[Collected data]
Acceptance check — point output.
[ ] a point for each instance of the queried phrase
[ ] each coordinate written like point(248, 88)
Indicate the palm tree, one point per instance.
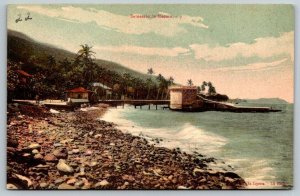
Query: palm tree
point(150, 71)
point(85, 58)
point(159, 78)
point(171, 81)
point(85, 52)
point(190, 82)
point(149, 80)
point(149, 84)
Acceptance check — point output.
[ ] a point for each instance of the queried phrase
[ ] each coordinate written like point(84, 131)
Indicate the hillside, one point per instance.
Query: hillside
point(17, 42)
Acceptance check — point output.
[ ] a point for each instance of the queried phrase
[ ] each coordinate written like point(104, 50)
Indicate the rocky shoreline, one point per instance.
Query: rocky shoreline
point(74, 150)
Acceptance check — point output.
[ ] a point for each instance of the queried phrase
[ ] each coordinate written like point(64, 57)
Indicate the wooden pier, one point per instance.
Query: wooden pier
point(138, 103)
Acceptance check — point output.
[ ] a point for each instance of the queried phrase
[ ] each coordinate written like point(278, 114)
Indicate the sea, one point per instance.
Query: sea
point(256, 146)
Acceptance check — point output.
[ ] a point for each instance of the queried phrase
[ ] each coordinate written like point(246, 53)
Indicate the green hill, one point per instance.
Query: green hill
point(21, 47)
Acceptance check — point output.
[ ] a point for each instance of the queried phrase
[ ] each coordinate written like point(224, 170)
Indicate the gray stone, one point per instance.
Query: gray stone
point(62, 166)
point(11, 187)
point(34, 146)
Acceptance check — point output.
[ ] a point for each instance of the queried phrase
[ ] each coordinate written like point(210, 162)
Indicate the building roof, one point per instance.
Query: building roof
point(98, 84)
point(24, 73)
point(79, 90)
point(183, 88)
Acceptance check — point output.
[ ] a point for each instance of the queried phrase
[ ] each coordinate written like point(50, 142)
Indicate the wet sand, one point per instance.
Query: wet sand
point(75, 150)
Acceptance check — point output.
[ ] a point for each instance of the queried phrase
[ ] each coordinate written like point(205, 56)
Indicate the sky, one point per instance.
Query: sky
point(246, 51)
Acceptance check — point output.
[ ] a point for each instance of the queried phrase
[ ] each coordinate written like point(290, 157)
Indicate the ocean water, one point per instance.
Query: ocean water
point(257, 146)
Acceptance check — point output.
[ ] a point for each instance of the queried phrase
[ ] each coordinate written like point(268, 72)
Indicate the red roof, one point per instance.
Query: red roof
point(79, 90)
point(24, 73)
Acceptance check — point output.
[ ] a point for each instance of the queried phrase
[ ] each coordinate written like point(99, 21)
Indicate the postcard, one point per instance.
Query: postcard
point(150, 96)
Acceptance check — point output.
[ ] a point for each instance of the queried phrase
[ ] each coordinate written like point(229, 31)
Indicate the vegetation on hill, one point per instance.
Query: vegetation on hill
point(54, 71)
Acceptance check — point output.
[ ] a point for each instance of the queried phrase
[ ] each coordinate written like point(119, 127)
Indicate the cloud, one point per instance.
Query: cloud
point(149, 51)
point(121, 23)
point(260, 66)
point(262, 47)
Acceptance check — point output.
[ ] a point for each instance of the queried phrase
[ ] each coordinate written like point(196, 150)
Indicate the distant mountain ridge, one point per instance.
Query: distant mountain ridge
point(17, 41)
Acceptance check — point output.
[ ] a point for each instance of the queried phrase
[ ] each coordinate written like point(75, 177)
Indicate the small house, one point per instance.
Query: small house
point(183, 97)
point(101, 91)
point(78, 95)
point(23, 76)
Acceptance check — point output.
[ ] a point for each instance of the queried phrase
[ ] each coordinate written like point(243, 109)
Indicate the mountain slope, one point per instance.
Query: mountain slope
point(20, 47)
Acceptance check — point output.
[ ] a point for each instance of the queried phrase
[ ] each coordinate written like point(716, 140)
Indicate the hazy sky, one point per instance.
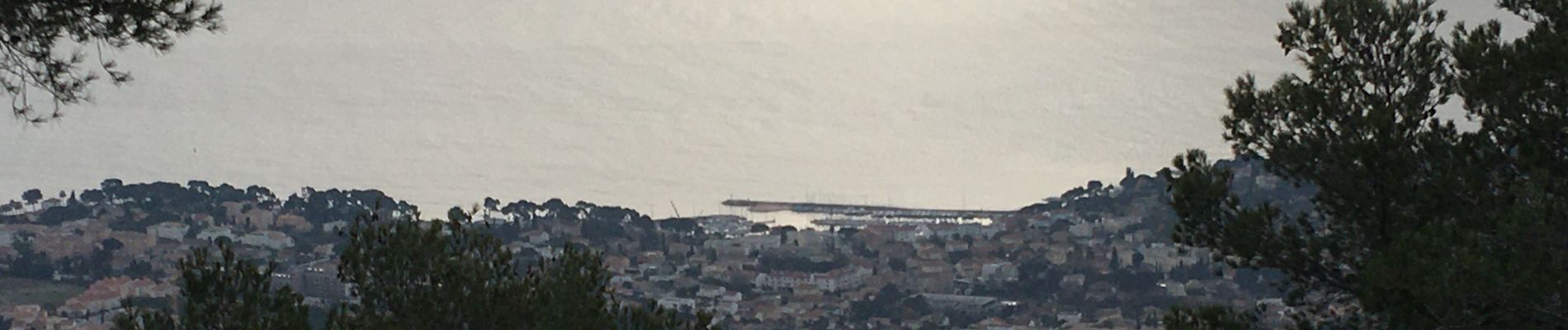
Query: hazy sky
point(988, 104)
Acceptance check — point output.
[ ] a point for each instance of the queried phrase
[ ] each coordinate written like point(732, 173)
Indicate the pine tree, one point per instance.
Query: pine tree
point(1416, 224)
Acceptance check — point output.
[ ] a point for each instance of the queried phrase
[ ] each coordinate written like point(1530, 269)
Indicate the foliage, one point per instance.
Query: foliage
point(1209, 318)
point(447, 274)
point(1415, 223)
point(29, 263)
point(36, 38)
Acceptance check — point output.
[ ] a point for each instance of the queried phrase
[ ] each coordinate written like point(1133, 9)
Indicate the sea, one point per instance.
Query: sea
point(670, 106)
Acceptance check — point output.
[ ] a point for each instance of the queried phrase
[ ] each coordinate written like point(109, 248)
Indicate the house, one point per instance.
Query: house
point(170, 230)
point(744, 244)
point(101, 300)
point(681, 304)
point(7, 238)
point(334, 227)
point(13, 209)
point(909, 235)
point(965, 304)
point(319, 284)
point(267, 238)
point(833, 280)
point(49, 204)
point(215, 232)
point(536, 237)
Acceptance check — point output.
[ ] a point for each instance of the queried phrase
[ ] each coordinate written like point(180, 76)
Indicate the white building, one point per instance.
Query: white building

**Task brief**
Rewrite the records starting at the first line and ending at the line that contains "point(183, 88)", changing every "Indicate" to "Mark" and keeping everything else unchanged. Leave the pictures out of the rewritten lines.

**Right answer**
Acceptance check — point output.
[ ] a point for each instance of the queried phrase
[ ] each coordinate written like point(248, 88)
Mark the palm tree, one point per instance.
Query: palm tree
point(150, 71)
point(85, 58)
point(159, 78)
point(171, 81)
point(85, 52)
point(190, 82)
point(149, 80)
point(149, 84)
Acceptance check — point output.
[ ] a point for each instance of the queried phrase
[ ] each coordinate written like point(84, 131)
Mark the hillside, one point per instance.
Query: hillside
point(17, 42)
Acceptance check — point output.
[ ] a point for each instance of the queried phrase
[ ] each coordinate written like point(104, 50)
Mark the rocky shoreline, one point per instance.
Query: rocky shoreline
point(74, 150)
Acceptance check — point output.
[ ] a point for each instance of the queried phrase
[ ] each coordinate written like point(64, 57)
Mark the wooden pier, one point per instance.
Query: wooden pier
point(138, 103)
Acceptance check — point output.
[ ] a point for each instance of the queried phrase
[ ] each coordinate written like point(278, 114)
Mark the sea, one point per instance.
Query: sea
point(256, 146)
Acceptance check — point output.
[ ] a point for each instance of the queried phrase
[ ] each coordinate written like point(246, 53)
Mark the green hill, one point per instance.
Query: green hill
point(21, 47)
Acceptance check — point output.
[ ] a point for each instance of the queried phrase
[ ] each coordinate written like point(224, 170)
Mark the gray stone, one point per instance.
Query: gray stone
point(62, 166)
point(11, 187)
point(34, 146)
Acceptance check — point output.
[ ] a point for each instance of the queried phrase
[ ] each coordinate written like point(210, 162)
Mark the building roof, one point per instance.
Query: building roof
point(98, 84)
point(24, 73)
point(79, 90)
point(183, 88)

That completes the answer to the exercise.